**Input:**
........

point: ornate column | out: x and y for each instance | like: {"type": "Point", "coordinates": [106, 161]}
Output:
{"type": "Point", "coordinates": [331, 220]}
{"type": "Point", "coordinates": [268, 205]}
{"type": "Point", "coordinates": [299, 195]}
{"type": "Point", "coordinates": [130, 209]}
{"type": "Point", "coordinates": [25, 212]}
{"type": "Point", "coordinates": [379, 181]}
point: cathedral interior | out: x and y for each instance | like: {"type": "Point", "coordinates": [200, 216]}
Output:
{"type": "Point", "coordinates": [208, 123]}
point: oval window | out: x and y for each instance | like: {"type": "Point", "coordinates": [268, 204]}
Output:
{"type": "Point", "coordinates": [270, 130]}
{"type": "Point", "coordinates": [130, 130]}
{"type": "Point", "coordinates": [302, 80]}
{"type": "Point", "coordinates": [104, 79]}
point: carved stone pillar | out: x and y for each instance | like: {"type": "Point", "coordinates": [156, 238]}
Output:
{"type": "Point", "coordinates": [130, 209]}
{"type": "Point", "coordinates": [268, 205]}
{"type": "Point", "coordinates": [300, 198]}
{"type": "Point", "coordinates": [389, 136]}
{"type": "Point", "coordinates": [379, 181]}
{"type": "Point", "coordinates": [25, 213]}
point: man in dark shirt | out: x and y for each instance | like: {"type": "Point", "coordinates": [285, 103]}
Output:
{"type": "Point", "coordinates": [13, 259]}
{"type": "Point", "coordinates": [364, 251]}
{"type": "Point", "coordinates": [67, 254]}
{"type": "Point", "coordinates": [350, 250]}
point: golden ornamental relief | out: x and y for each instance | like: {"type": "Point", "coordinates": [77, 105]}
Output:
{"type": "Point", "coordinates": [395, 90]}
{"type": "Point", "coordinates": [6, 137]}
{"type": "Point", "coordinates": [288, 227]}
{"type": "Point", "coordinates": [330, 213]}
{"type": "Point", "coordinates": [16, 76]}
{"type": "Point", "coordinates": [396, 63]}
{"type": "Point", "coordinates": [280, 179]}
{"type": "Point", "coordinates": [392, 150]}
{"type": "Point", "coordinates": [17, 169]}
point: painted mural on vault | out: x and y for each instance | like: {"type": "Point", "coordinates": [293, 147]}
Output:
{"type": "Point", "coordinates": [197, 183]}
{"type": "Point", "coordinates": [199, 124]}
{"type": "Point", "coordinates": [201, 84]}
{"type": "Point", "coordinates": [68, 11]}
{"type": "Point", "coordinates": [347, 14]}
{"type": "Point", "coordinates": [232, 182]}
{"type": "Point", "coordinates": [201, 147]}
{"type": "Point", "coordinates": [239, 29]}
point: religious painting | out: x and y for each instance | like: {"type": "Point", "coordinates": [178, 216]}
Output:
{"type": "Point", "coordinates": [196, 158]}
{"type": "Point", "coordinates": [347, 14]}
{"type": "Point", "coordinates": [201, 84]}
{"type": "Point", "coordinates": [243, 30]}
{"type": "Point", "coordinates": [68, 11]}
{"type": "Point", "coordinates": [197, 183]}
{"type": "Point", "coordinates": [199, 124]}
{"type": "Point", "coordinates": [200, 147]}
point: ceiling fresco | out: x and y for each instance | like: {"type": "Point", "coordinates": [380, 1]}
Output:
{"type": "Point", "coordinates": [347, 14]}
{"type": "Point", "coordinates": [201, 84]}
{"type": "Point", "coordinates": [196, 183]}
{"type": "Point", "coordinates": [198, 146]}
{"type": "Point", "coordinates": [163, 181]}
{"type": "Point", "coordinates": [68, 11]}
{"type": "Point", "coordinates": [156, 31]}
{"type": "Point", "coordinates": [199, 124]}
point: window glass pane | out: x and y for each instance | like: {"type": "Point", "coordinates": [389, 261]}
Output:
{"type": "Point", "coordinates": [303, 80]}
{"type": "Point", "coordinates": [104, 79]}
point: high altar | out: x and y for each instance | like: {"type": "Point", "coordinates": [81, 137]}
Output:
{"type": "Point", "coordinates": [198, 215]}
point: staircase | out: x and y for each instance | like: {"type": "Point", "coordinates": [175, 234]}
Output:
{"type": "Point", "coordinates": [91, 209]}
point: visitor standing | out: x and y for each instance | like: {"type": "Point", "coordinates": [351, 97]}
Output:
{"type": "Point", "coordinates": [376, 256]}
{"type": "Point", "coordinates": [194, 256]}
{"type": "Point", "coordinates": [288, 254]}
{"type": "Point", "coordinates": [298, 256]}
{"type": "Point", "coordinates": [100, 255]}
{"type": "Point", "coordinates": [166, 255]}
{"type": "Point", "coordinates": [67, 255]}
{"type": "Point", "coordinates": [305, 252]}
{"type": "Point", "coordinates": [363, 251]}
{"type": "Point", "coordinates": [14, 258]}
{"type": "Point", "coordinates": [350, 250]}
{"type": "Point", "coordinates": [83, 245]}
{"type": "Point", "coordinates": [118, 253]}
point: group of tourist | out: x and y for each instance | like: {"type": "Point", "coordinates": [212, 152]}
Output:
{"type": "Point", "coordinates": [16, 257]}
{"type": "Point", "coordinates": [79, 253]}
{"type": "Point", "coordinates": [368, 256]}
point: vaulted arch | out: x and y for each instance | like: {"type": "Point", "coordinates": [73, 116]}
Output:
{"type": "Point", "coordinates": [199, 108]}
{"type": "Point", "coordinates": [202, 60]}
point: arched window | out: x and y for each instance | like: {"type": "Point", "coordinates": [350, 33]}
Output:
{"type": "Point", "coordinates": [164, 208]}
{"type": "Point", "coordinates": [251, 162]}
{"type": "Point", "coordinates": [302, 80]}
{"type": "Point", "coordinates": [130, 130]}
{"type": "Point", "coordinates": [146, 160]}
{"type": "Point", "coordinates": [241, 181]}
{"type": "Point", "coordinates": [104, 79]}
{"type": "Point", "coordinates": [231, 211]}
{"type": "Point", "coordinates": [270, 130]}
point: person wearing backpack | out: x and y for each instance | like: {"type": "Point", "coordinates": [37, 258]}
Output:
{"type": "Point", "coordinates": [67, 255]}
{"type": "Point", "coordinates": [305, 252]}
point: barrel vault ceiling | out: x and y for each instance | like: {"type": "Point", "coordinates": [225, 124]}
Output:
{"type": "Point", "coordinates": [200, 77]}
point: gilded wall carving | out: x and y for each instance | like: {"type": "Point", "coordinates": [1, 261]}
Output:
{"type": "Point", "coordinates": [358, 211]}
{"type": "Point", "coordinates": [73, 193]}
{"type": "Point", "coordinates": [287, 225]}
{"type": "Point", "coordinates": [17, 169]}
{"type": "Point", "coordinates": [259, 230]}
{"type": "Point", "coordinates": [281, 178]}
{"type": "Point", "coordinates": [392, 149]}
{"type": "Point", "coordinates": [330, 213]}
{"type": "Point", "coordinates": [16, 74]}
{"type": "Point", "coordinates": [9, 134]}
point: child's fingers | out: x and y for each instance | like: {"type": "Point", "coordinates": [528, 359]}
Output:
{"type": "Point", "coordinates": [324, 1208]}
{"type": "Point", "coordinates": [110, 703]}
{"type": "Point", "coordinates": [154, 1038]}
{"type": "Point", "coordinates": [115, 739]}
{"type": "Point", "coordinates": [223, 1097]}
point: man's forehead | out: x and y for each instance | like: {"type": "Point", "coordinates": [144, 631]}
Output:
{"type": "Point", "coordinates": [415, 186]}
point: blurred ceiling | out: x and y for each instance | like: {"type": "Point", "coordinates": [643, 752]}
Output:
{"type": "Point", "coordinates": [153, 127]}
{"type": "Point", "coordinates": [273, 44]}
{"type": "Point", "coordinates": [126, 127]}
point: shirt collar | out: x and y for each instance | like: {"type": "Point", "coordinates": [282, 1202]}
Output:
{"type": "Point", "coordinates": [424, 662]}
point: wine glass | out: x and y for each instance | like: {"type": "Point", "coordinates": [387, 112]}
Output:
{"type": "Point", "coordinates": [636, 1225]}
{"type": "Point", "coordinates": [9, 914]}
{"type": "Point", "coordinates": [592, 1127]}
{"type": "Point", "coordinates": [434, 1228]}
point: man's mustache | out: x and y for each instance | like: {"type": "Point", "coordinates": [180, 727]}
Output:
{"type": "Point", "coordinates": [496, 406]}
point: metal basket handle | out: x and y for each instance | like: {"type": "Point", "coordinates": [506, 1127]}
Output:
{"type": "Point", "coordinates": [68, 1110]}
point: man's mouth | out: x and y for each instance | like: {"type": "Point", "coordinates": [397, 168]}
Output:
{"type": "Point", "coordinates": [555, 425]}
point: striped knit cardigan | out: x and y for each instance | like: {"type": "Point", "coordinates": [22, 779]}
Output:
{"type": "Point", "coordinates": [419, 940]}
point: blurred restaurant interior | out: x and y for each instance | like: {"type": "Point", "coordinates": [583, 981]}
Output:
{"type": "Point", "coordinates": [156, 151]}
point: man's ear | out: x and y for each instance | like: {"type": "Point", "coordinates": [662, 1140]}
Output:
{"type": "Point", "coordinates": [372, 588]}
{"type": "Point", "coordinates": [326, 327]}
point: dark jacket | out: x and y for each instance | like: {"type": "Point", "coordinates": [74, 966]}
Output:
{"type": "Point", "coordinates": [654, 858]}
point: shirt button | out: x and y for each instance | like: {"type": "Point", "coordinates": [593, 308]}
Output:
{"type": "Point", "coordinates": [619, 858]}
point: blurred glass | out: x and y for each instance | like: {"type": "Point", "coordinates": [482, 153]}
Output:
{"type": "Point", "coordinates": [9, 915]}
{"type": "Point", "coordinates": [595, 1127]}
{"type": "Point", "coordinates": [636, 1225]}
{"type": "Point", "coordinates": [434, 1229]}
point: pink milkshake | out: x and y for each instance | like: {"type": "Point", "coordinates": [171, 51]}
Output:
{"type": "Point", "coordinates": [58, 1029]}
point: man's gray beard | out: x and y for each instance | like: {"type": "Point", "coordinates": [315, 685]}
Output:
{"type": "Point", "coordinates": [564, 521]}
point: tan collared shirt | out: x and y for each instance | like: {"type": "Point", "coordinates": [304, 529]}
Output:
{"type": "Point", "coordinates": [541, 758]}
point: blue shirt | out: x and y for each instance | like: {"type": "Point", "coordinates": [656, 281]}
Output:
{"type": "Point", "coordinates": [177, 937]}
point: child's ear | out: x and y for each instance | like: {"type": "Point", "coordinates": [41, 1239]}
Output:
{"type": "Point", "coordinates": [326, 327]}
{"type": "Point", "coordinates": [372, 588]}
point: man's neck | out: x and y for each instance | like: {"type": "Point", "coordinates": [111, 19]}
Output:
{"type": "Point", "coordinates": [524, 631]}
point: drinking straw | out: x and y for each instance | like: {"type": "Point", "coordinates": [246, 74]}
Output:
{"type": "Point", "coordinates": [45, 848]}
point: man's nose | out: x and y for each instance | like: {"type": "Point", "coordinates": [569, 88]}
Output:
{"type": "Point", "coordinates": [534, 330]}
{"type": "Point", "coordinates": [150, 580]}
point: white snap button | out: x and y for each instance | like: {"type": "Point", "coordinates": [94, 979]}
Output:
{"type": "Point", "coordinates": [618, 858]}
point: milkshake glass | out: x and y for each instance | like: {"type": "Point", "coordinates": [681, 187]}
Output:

........

**Given instruction:** Through the last line of the entries above, beginning at the line containing "point: pink milkshake", transcribe each line exactly, both ends included and nothing more.

**Exercise solution:**
point: pink milkshake | out: x and y for each instance | like: {"type": "Point", "coordinates": [171, 51]}
Output:
{"type": "Point", "coordinates": [58, 1029]}
point: man's gray beard | out: x and y for each instance | like: {"type": "Point", "coordinates": [315, 685]}
Output:
{"type": "Point", "coordinates": [564, 521]}
point: tan collared shirt | out: x and y for each instance | like: {"type": "Point", "coordinates": [304, 529]}
Output:
{"type": "Point", "coordinates": [541, 758]}
point: blue shirt | out: x and y for each instance | like: {"type": "Point", "coordinates": [656, 281]}
Output:
{"type": "Point", "coordinates": [177, 937]}
point: child's ear | out: x and y for each instance | like: {"type": "Point", "coordinates": [41, 1239]}
Output:
{"type": "Point", "coordinates": [326, 327]}
{"type": "Point", "coordinates": [372, 588]}
point: man's neck | out: x and y for each instance | like: {"type": "Point", "coordinates": [111, 19]}
Output:
{"type": "Point", "coordinates": [524, 631]}
point: drinking straw | out: x and y for each instance | like: {"type": "Point", "coordinates": [246, 74]}
Output:
{"type": "Point", "coordinates": [45, 848]}
point: man's nose | out: x and y for each instance | like: {"type": "Point", "coordinates": [569, 88]}
Output:
{"type": "Point", "coordinates": [534, 330]}
{"type": "Point", "coordinates": [150, 580]}
point: white snap button | out: x and y for each instance | like: {"type": "Point", "coordinates": [94, 979]}
Output:
{"type": "Point", "coordinates": [618, 858]}
point: milkshake glass | out: x and y for each instance | like: {"type": "Point", "coordinates": [681, 187]}
Output:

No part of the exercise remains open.